| Records |
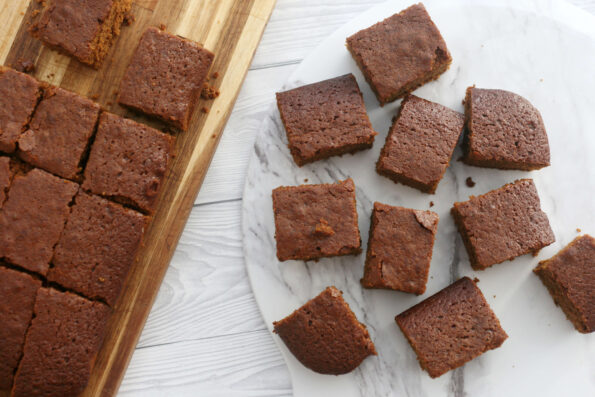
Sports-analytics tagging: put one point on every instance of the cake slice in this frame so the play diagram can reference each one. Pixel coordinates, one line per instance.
(325, 336)
(451, 327)
(570, 279)
(82, 29)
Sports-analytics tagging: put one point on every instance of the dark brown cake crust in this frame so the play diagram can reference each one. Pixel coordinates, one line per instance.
(19, 94)
(570, 279)
(165, 77)
(61, 345)
(504, 131)
(128, 162)
(503, 224)
(400, 248)
(17, 292)
(325, 336)
(325, 119)
(400, 53)
(97, 248)
(33, 217)
(315, 221)
(81, 29)
(451, 327)
(420, 144)
(59, 132)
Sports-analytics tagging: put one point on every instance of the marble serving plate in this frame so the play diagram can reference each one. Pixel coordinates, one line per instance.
(543, 50)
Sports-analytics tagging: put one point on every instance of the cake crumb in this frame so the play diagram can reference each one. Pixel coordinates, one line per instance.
(209, 92)
(129, 19)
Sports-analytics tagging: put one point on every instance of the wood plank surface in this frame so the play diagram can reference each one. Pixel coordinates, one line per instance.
(229, 28)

| Direction |
Change "frame" to "image" throughout all the items above and reproduce them with everything else left unchanged. Leave out the pictures.

| Answer to the problem |
Sports-analytics tagging: put one point on every instance of the cake slice in this image so the play diagram can reference each one. Pixel coordinates, one line per instance.
(325, 336)
(451, 327)
(570, 279)
(82, 29)
Sports-analytics tagging: put one point on every instance of the dark brown cake crust in this image so the play diagram can reference each one. Pixel coordinates, one line per instance.
(19, 94)
(570, 279)
(165, 77)
(61, 345)
(504, 131)
(128, 162)
(503, 224)
(400, 248)
(17, 292)
(325, 336)
(325, 119)
(400, 53)
(97, 248)
(33, 217)
(315, 221)
(81, 29)
(451, 327)
(420, 144)
(59, 132)
Sports-analytics tagging: put one point on every instance of the marble serving plate in this image so the play diagram can reference each one. Pixel coordinates, one line per instance.
(543, 50)
Sports-analytics tagging: put one point on every instance of the cake crumb in this image so the play diagram can reference each one. Pixel coordinates, one line per instance.
(209, 92)
(129, 19)
Sports-analytics tagging: put one point on every instance of the wood plank surface in this image so the play diagram can reference each one. Pixel coordinates, one line per instance.
(229, 28)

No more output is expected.